11. I'm a good singer. Sometimes I'm surprisingly good (at least to me.) Growing up in a home with a hippie mom, attending a Pentecostal church with my grandparents and going to mostly African American elementary and middle schools, I was surrounded by and influenced by various musical styles. My real exposure to music, however, was at church.
At church I got to experience music and participate. Music at a Pentecostal church is not empty and distant, it's full and present. It interacts with all of your emotions, whipping you into a frenzy or pulling the fibres of your heart to the snapping point, and beyond. Is this healthy? Not always, but it's a great way to really learn about music and about what music means to the human soul.
Although surrounded by music, I was not trained in music as a child. I was never in band at school. I'm not sure why. I can't remember anyone ever asking me if I wanted to be in band or making the offer. I guess I just thought band was for other kids, not for me. It just passed me by. Before I got into singing, I got into rapping. (Go ahead and laugh. It's an appropriate response.) In high school I thought of myself as a rapper, but I would rather have been a singer, except that I had no idea that I could sing. I first became aware of myself as a singer when I was eighteen and in South America. Someone said, "Hey, you're a great singer," and I thought, "Really?" When I got back home, my church friend Drew, who was a musician (we had a lot of musical talent in our church,) heard me sing and was like, "Dude, you've got a great voice. When did that happen?" "In Paraguay," I said.

**Dataset excerpts**
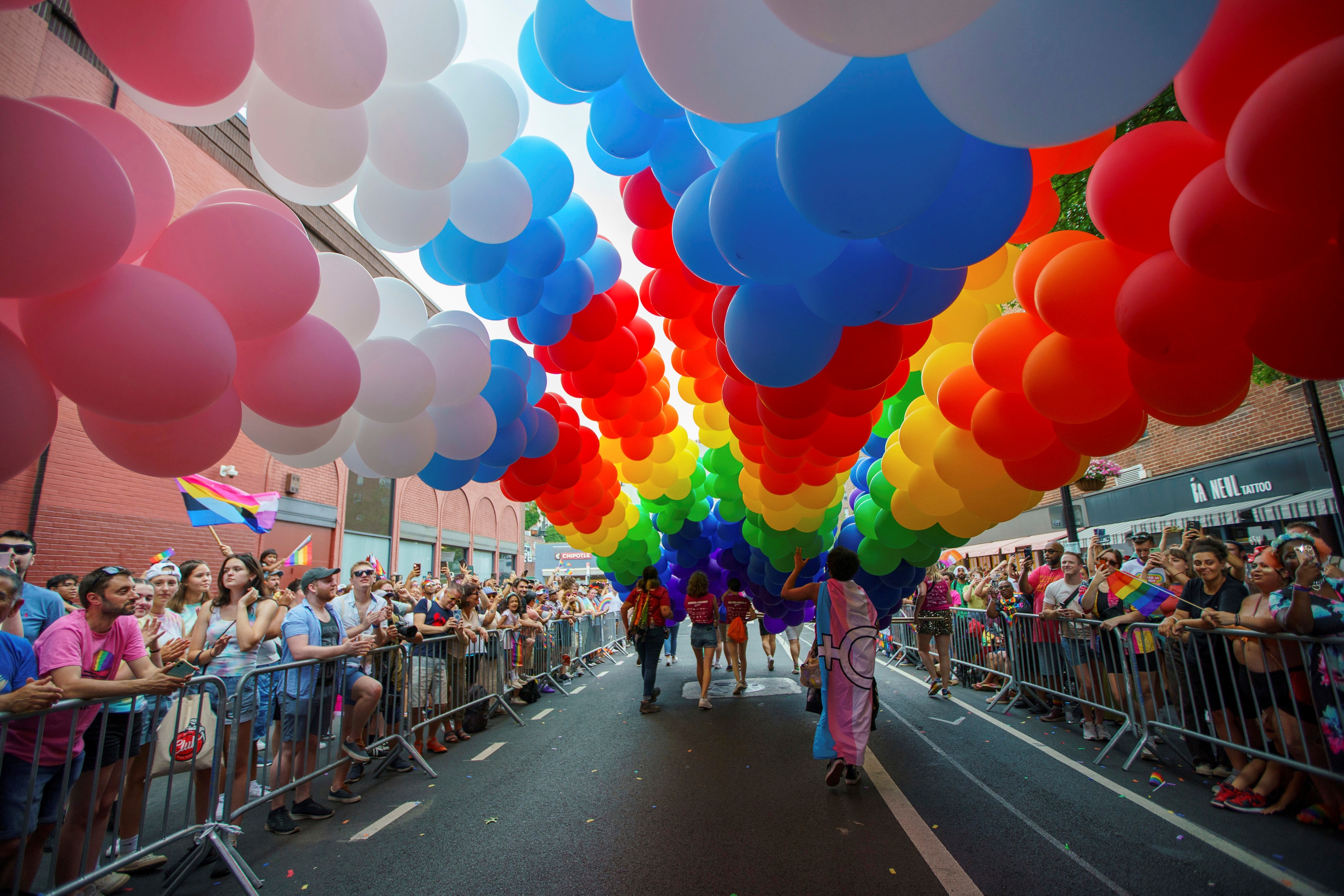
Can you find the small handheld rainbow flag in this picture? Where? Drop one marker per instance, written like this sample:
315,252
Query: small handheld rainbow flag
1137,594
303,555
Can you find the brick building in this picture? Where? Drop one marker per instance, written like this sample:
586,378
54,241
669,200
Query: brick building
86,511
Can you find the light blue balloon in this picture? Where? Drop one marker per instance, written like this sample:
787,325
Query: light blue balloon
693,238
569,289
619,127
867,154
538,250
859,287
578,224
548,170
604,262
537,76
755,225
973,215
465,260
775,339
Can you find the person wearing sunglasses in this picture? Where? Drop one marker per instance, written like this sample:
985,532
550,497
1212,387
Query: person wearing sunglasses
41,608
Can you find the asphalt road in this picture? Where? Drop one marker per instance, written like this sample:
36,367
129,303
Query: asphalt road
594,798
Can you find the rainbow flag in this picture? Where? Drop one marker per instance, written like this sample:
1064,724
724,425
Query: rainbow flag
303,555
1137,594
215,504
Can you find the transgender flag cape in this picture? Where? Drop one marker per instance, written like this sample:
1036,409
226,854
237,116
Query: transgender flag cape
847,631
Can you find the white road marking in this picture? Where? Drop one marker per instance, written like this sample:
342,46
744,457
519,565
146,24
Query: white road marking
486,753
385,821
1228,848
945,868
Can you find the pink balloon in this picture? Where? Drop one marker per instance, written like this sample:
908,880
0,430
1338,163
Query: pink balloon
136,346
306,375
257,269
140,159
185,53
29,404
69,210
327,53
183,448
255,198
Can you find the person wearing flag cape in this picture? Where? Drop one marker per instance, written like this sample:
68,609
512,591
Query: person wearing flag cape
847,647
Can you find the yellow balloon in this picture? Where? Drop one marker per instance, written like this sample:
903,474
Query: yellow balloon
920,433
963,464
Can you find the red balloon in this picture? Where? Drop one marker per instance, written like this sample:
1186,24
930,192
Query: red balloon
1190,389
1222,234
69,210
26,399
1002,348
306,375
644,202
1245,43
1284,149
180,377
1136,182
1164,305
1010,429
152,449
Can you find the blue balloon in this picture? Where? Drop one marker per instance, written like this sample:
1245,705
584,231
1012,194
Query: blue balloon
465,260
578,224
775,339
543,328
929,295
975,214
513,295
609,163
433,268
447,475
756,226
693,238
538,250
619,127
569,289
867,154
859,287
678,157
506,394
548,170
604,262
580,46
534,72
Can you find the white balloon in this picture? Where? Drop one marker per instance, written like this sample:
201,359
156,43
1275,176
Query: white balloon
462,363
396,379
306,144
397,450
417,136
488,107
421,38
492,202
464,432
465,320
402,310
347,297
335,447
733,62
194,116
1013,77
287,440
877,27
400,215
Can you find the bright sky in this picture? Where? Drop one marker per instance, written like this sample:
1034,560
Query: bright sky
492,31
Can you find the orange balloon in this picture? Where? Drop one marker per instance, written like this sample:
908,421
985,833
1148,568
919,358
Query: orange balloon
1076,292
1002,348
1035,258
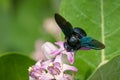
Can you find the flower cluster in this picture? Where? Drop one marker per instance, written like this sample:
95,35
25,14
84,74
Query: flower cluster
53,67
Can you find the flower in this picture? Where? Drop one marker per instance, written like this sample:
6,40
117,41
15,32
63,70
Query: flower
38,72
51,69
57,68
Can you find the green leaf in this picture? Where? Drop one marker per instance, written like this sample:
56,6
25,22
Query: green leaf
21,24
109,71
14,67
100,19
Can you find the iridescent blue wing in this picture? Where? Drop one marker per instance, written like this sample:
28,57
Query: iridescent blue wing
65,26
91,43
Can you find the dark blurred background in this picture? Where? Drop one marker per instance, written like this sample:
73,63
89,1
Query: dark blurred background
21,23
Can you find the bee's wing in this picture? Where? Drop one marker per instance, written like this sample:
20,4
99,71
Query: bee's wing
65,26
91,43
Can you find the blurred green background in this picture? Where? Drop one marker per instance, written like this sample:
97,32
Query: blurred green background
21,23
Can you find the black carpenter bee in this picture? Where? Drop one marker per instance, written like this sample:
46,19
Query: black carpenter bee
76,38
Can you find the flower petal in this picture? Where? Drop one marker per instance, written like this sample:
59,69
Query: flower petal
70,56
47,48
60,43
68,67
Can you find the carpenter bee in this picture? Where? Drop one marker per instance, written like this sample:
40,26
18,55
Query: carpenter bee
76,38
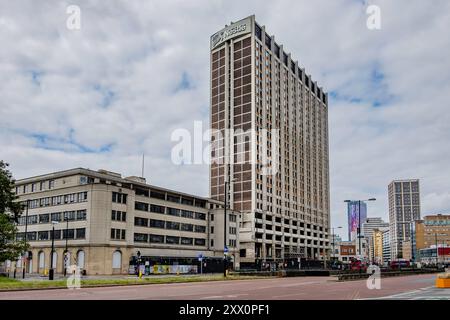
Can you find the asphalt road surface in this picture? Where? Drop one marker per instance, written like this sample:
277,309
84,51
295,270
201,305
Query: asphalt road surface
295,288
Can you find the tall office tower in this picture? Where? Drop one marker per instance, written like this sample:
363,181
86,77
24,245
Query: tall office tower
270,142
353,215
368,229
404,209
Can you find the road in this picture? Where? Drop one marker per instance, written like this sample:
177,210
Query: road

---

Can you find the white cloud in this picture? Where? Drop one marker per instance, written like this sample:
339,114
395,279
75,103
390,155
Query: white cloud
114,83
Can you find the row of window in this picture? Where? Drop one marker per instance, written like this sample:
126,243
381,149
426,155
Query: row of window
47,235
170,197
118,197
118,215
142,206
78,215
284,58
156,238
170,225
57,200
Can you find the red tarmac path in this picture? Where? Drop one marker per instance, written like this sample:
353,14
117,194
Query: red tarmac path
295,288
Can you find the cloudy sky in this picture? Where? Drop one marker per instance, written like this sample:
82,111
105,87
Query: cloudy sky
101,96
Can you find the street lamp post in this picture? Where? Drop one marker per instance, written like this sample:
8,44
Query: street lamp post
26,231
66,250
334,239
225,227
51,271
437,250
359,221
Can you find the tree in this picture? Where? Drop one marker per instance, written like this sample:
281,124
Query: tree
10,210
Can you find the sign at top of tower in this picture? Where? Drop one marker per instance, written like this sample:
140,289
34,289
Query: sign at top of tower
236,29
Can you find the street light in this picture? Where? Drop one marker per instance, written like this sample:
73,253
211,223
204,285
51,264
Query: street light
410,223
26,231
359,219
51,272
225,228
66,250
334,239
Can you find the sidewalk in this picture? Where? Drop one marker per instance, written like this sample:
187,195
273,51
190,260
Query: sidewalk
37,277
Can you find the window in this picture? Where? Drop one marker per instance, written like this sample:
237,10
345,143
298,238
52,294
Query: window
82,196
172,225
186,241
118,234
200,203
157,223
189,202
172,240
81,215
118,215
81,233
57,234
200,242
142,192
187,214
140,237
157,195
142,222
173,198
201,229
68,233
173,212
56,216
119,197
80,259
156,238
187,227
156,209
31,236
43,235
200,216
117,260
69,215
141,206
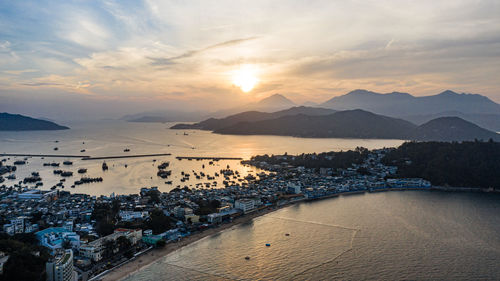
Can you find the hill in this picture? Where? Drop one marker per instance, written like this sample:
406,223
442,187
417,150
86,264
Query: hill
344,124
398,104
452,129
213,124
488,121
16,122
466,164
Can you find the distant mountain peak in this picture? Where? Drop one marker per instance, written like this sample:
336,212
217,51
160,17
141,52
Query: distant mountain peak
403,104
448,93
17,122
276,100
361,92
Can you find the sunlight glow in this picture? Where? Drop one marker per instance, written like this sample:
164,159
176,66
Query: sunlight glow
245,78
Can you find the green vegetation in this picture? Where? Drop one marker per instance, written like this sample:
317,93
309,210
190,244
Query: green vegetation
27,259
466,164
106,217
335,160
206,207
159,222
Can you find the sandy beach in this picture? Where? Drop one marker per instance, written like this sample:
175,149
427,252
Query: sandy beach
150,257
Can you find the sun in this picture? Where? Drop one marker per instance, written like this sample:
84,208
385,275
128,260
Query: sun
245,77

...

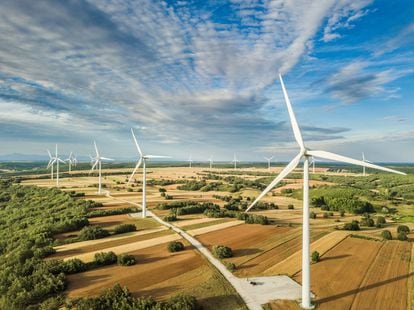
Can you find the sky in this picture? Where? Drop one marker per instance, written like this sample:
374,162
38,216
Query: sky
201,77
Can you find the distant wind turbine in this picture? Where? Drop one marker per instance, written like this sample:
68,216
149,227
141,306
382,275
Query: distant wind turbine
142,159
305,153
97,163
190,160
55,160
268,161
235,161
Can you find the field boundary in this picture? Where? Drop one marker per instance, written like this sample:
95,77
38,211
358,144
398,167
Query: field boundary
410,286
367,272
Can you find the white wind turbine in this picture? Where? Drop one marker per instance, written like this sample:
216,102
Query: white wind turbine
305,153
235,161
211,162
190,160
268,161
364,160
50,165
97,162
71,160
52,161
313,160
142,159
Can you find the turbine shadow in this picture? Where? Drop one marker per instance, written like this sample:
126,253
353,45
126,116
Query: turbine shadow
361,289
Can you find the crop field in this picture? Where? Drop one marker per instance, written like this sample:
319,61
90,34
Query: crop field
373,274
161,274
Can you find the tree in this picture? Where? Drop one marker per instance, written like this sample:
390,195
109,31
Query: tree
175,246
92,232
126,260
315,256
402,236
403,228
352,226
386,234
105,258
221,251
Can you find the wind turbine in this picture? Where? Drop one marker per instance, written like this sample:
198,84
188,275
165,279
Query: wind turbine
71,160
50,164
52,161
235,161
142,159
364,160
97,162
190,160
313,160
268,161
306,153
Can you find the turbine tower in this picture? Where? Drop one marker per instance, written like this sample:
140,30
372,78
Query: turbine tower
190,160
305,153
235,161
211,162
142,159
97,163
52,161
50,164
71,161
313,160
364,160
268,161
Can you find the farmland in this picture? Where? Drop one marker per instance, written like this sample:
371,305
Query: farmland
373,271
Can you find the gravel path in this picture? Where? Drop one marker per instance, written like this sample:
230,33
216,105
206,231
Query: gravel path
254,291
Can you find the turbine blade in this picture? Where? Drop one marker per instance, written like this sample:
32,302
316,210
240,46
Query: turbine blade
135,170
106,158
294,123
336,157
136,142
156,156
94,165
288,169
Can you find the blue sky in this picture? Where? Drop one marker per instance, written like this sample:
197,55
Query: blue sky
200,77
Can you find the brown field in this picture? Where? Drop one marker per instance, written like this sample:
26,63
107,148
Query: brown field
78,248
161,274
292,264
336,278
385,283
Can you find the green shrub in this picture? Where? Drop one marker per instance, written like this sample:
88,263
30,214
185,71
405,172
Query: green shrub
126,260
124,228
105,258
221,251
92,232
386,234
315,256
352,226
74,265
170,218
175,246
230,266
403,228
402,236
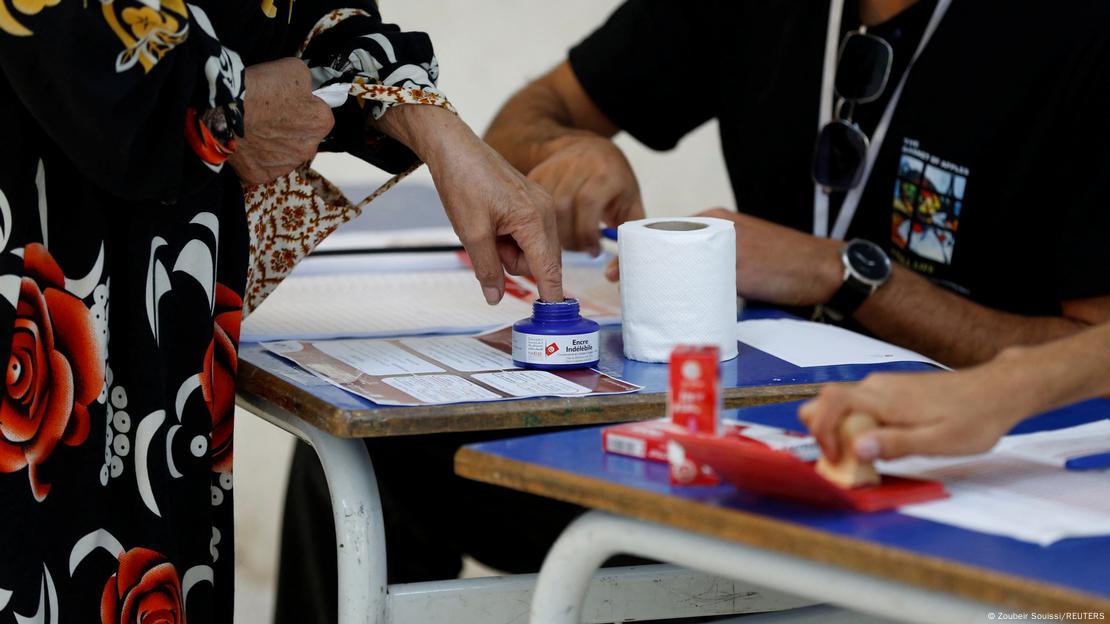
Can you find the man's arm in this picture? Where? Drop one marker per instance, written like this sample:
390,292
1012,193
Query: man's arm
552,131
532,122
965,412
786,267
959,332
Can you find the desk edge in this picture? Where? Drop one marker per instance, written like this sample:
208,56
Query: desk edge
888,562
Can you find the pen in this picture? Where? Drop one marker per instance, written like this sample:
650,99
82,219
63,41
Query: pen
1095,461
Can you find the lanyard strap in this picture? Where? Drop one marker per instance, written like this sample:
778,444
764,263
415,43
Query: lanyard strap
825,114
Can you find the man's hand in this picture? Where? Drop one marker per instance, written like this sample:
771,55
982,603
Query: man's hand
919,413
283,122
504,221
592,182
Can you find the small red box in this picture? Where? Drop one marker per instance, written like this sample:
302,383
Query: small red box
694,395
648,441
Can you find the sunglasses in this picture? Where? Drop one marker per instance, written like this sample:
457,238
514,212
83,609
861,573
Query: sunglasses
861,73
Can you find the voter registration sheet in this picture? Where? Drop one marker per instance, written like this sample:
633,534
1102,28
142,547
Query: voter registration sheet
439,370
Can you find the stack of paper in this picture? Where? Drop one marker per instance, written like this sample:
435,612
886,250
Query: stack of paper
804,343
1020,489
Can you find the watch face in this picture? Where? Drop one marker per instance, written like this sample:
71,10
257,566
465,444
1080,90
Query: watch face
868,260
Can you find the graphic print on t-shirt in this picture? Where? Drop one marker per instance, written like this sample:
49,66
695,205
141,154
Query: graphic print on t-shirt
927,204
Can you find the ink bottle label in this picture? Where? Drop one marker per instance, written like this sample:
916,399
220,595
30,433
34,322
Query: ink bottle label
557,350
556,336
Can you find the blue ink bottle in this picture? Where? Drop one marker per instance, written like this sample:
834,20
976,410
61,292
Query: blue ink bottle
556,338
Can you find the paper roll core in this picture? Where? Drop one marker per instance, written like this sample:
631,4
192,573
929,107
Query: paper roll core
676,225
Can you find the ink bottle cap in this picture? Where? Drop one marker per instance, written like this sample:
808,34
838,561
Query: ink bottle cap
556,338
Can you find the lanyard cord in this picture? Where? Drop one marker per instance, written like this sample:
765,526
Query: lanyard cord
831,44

**Goals**
a) Reproduce the passage of the singing essay that opens with the words containing "At church I" and closes with "the human soul.".
b) Decide whether each statement agrees with the essay about singing, answering yes or no and quoting the deciding words: (i) The writer played in the school band. (ii) The writer first became aware of being a singer at eighteen, in South America. (iii) In high school, the writer thought of themself as a singer.
c) Extend the essay about singing, picking up after its final sentence.

**Set of answers**
a)
At church I got to experience music and participate. Music at a Pentecostal church is not empty and distant, it's full and present. It interacts with all of your emotions, whipping you into a frenzy or pulling the fibres of your heart to the snapping point, and beyond. Is this healthy? Not always, but it's a great way to really learn about music and about what music means to the human soul.

b)
(i) No: "I was never in band at school."
(ii) Yes: "I first became aware of myself as a singer when I was eighteen and in South America."
(iii) No: "In high school I thought of myself as a rapper"

c)
After that, singing was a big part of my life, but only through my church experience. In college I was in Christian youth bands. Then I was a music minister for a couple of churches in my twenties. I sang with groups and did solo performances and had a lot of fun. Now that I'm not a minister, and in fact am hardly involved in religion at all, I don't really have a context for musical expression. We attend a Methodist church semi-regularly, but I have no interest in the - to be brutally honest - soulless music they perform. I feel a little hypocritical singing church songs these days anyway, since I really don't believe what I'm singing. I'd like to find an outlet for singing outside of the church, but society doesn't make that very easy. I'm not young and cool and attractive. I'm just a portly, aging dude who likes to sing. So, I sing in the shower. I sing in the car. I even sing in the office a little. That's probably going to be the extent of my illustrious singing career.
Hello, friends. How are you today?
Later. Love.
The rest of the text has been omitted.